━━━━━ Document segment

As an example on the ol' Square Spot Rustic Xestia xanthographa:

tidk find -f fastas/ilXesXant1_1.20201023.curated_primary.fa -c lepidoptera -o Xes

tidk plot -c finder/Xes_telomeric_repeat_windows.csv -o ilXes -h 120 -w 800

Min

tidk min returns the lexicographically minimal DNA string given an input. Useful for universally comparing repeats using this tool. Surprisingly, it works on even chromosomal length DNA strings quickly, not that you would want to do that...

Examples:

  • tidk min AATGCG or process multiple tidk min AATGCG AAGGTTC GGTTAAT
  • tidk min -f input.fa proccesses input fasta, and outputs fasta. Otherwise tidk min -f input.txt reads lines and outputs.
  • echo "AATTGC" | tidk min, pipes work.
  • cat input.fasta | tidk min -x outputs a fasta. Otherwise cat input.txt | tidk min reads lines and outputs.

Note cat here is redundant and creates extra work, but it just shows the piping in action.

tidk-min 0.1.5
Emit the canonical lexicographically minimal DNA string.

USAGE:
    tidk min [OPTIONS] [DNA string]...

ARGS:
    <DNA string>...    Input DNA string. Multiple inputs allowed.

OPTIONS:
    -f, --file <file>    The input file.

━━━━━━━━━━

**What you need to do**
- A) Transcribe everything in the tidk excerpt from "tidk plot -c" down to "min reads lines and outputs.".
- B) According to the tidk excerpt, what does tidk min return?
- C) List every distinct command-line flag used in the two tidk commands that the tidk excerpt gives for the Square Spot Rustic example.
The records after this point are separate material, unconnected to the tidk excerpt.

━━━━━ Record excerpts

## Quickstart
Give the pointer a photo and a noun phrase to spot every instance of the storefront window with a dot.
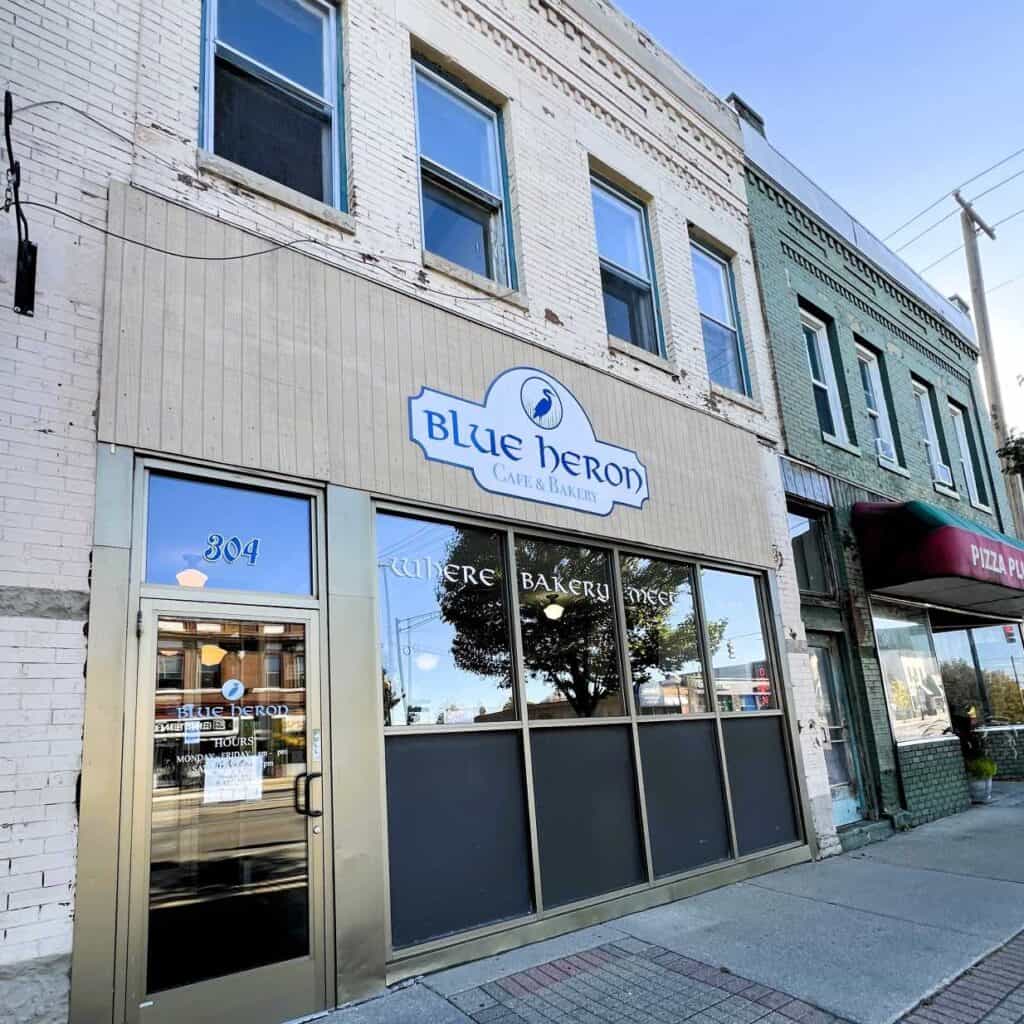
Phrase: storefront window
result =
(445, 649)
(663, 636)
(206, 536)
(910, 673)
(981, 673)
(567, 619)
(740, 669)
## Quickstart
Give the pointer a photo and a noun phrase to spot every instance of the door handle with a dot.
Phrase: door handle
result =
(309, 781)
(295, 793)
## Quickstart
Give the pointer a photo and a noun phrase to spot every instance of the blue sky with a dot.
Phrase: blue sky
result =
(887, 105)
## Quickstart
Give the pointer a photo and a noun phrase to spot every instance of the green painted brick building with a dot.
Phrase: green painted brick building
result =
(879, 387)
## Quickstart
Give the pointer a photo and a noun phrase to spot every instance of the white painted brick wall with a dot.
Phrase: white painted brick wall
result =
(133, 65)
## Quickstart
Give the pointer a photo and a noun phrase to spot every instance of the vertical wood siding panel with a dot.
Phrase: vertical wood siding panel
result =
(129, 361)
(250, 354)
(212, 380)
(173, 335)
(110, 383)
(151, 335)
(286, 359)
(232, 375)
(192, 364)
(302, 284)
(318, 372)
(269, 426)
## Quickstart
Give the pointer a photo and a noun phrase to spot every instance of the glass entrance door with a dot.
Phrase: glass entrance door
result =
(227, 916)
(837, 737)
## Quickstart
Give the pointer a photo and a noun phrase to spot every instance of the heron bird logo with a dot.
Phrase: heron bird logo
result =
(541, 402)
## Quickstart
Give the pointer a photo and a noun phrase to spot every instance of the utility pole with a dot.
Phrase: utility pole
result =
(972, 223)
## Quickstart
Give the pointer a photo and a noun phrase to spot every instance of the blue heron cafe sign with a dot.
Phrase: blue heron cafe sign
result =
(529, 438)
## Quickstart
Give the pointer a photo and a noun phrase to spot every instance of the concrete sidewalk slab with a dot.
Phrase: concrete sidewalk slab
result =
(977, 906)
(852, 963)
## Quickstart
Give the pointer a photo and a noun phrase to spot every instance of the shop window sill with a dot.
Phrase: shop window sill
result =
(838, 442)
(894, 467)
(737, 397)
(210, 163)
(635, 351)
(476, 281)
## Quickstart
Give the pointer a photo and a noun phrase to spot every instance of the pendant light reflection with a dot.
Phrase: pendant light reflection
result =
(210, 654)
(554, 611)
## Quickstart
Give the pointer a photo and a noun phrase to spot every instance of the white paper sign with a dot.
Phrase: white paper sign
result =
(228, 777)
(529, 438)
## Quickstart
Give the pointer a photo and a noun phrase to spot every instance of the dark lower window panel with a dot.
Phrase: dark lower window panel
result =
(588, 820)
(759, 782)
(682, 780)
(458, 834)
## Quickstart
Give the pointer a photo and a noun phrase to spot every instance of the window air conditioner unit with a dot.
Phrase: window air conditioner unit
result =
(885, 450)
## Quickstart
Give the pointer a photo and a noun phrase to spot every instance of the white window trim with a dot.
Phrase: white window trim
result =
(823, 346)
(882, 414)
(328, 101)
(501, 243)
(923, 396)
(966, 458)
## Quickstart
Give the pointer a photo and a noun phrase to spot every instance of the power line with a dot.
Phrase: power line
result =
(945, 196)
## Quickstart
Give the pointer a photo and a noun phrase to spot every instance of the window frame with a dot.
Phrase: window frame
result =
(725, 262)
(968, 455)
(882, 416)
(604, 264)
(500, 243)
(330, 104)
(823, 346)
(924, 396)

━━━━━━━━━━

**Task solutions**
- A)
tidk plot -c finder/Xes_telomeric_repeat_windows.csv -o ilXes -h 120 -w 800

Min

tidk min returns the lexicographically minimal DNA string given an input. Useful for universally comparing repeats using this tool. Surprisingly, it works on even chromosomal length DNA strings quickly, not that you would want to do that...

Examples:

  • tidk min AATGCG or process multiple tidk min AATGCG AAGGTTC GGTTAAT
  • tidk min -f input.fa proccesses input fasta, and outputs fasta. Otherwise tidk min -f input.txt reads lines and outputs.
  • echo "AATTGC" | tidk min, pipes work.
  • cat input.fasta | tidk min -x outputs a fasta. Otherwise cat input.txt | tidk min reads lines and outputs.

- B) The lexicographically minimal DNA string for a given input.

- C) -f, -c, -o, -h, -w